WHAT THE TASK REQUIRES: Return every line in the records below that contains the string "hoodie", treating uppercase and lowercase as different.

DATA PROVIDED:
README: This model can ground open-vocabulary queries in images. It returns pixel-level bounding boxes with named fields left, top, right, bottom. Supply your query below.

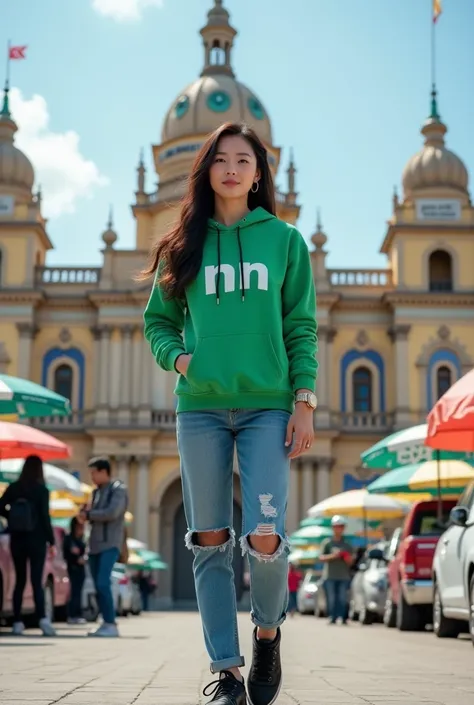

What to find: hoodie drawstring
left=216, top=226, right=245, bottom=305
left=237, top=226, right=245, bottom=301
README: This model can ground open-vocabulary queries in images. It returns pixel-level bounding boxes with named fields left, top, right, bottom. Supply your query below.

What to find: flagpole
left=5, top=40, right=11, bottom=90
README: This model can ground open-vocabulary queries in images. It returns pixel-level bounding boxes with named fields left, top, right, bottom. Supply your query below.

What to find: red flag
left=8, top=45, right=28, bottom=59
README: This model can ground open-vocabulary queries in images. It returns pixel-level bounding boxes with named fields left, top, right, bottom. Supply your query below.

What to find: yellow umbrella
left=308, top=490, right=409, bottom=522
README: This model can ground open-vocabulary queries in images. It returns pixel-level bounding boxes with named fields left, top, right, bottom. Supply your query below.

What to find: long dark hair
left=138, top=122, right=276, bottom=299
left=18, top=455, right=44, bottom=489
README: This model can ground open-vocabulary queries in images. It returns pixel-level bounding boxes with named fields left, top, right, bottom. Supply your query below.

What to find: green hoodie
left=144, top=208, right=317, bottom=412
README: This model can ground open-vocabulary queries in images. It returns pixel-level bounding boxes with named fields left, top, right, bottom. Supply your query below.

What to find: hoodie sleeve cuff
left=293, top=375, right=316, bottom=392
left=166, top=348, right=186, bottom=372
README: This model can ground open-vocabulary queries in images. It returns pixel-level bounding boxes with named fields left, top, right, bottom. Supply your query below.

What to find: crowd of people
left=0, top=455, right=128, bottom=637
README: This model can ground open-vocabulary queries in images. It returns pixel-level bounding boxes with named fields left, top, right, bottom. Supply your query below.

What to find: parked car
left=383, top=500, right=456, bottom=631
left=349, top=546, right=388, bottom=624
left=0, top=519, right=69, bottom=621
left=296, top=570, right=320, bottom=614
left=433, top=482, right=474, bottom=645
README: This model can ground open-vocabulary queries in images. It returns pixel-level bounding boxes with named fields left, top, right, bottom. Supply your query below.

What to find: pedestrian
left=81, top=458, right=128, bottom=637
left=63, top=516, right=86, bottom=624
left=319, top=514, right=352, bottom=624
left=288, top=563, right=303, bottom=617
left=0, top=455, right=56, bottom=636
left=142, top=123, right=317, bottom=705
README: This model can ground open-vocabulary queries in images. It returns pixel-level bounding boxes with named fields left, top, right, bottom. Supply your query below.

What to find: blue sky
left=0, top=0, right=474, bottom=267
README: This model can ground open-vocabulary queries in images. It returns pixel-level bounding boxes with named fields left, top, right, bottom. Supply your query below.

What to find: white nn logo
left=204, top=262, right=268, bottom=295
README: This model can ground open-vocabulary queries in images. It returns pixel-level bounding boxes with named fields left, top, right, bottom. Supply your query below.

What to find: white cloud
left=10, top=88, right=109, bottom=218
left=92, top=0, right=163, bottom=22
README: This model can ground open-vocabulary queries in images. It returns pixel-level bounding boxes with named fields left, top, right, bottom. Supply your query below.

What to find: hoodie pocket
left=186, top=334, right=284, bottom=394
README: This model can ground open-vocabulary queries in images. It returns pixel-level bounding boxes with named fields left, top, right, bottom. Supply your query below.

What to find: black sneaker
left=202, top=671, right=247, bottom=705
left=247, top=628, right=281, bottom=705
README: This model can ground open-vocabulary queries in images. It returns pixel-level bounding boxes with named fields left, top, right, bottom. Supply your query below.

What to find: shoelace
left=202, top=671, right=242, bottom=700
left=253, top=643, right=277, bottom=683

TASK SOLUTION:
What to find: hoodie drawstring
What to find: green hoodie
What to find: hoodie sleeve cuff
What to find: hoodie pocket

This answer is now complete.